PROMPT:
Locate every line in the data below that contains the word "white" and copy each one in full. Matching is case-sensitive.

Excerpts from labeled region data

:::

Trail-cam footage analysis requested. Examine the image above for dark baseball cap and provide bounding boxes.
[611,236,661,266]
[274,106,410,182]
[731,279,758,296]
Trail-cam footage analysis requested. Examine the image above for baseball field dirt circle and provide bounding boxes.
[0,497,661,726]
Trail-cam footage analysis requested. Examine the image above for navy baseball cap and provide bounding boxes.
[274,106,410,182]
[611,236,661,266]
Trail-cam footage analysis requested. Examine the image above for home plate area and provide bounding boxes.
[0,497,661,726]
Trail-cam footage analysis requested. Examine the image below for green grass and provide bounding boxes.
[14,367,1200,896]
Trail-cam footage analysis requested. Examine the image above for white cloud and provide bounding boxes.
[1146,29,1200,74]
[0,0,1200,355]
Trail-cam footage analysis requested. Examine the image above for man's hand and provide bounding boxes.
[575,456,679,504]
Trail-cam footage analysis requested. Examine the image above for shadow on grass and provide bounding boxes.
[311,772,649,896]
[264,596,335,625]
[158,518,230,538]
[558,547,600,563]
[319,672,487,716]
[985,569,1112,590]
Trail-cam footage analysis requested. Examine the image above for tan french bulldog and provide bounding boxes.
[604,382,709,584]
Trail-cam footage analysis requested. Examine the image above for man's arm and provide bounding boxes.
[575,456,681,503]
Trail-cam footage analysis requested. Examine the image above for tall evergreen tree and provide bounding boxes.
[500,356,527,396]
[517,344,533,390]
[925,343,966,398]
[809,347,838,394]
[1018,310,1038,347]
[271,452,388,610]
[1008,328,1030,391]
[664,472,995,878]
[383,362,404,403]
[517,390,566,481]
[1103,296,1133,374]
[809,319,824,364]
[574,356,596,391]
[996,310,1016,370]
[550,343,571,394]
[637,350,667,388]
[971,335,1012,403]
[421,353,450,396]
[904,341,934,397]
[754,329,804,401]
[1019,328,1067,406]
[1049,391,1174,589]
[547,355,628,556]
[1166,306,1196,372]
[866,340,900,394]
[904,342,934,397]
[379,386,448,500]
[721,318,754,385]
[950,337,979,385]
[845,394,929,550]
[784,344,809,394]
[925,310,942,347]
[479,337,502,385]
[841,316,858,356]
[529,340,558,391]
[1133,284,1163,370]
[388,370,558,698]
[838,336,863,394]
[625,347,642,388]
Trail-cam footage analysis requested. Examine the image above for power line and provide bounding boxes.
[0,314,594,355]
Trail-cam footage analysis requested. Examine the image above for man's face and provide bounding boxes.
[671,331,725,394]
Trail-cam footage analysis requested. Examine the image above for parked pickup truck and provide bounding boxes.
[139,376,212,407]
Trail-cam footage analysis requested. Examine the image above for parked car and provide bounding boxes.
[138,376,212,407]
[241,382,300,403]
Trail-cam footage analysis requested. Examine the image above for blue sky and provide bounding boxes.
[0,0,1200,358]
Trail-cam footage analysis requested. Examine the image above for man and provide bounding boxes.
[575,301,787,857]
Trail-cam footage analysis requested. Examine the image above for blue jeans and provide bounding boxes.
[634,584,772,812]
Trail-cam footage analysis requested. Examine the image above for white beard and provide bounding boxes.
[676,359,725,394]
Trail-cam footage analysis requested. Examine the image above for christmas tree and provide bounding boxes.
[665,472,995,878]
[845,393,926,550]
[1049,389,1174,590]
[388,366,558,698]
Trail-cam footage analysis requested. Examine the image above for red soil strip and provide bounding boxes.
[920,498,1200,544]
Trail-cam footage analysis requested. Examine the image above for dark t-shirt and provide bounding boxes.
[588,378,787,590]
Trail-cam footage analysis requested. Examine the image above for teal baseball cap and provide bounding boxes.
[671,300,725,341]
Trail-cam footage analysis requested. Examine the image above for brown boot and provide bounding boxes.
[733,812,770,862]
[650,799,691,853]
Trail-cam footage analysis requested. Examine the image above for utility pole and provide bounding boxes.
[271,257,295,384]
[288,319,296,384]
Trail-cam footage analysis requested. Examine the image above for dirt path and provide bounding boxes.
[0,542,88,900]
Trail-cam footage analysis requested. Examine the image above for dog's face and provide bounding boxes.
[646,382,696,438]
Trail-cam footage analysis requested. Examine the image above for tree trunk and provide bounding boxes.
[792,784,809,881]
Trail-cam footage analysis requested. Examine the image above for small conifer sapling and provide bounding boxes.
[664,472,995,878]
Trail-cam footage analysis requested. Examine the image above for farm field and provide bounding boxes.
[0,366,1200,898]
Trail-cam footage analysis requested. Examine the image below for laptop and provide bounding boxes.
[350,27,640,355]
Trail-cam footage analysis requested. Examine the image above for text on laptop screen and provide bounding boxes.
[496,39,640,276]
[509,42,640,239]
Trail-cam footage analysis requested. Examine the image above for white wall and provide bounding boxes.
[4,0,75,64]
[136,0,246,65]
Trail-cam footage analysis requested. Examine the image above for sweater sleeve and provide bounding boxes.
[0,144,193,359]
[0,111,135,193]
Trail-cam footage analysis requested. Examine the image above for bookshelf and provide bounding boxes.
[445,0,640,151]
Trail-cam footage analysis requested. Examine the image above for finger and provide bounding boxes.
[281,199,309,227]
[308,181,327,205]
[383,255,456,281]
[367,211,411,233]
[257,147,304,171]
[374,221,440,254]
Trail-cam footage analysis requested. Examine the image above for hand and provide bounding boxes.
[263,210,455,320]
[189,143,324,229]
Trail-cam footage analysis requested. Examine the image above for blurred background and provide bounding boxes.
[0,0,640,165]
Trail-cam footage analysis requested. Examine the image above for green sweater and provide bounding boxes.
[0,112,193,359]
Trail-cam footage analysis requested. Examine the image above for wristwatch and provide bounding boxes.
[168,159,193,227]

:::

REPLY TO THE EXERCISE:
Trail-cam footage analysis requested. Examine the image above for white cloud and provide bounding boxes.
Trail-cam footage analysis requested. Examine the image above for white beard and provide bounding boxes.
Trail-cam footage analysis requested. Examine the image above for white wall and provide bounding boxes.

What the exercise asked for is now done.